■ Work instruction
Each line of the data below from the one holding "Find the grass" to the one holding "Find the gray", inclusive, is to be reproduced exactly; no other line belongs in the answer.

■ Source data
┌────────

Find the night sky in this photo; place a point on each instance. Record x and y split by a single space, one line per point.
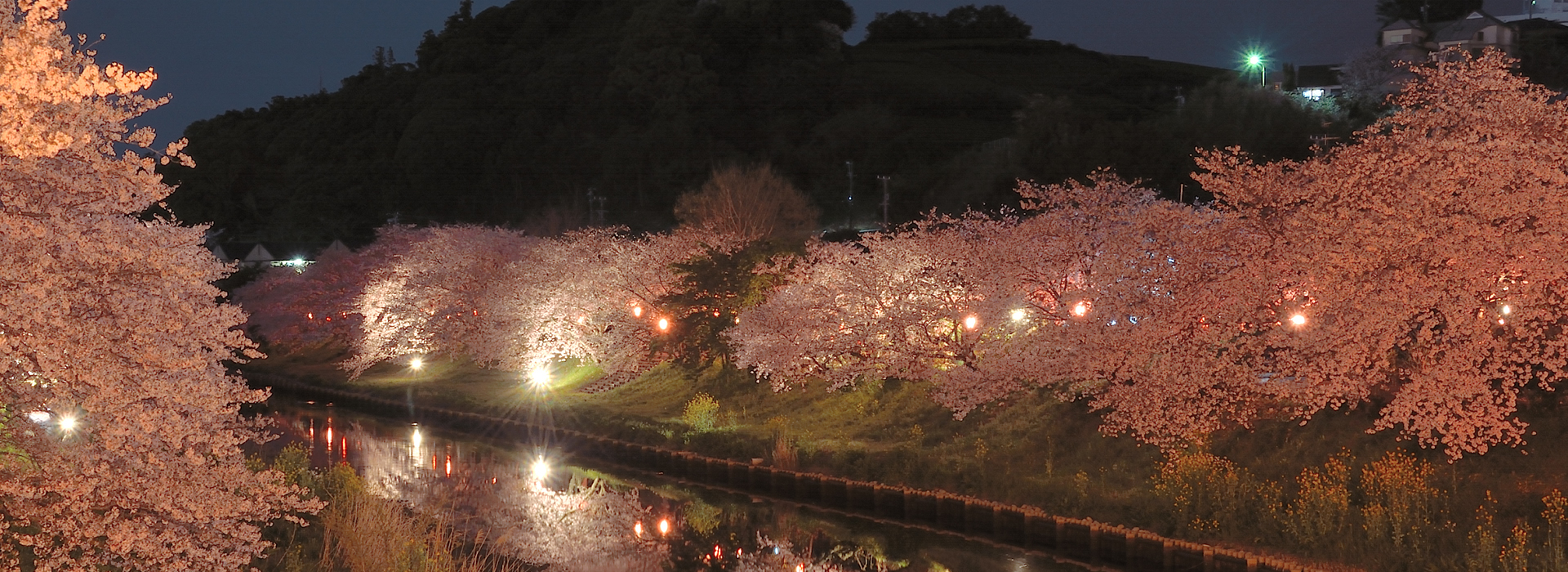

└────────
┌────────

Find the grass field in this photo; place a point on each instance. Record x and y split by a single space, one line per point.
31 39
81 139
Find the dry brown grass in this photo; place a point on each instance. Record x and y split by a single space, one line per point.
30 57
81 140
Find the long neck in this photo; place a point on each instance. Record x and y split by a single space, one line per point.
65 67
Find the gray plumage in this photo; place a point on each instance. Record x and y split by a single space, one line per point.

└────────

■ Output for this exercise
Find the grass field in this photo; place a point on each instance. Record x and y split by a single space, one line per point.
31 39
81 139
Find the dry brown grass in this photo; place a point on each instance. Record x and y split by a single space, one line per point.
30 57
81 140
Find the long neck in this photo; place a point on each instance. Record x and y split by a single space, one line per point.
65 67
Find the gray plumage in this photo; place a point on each instance. Record x and y split by a single space, one line per point.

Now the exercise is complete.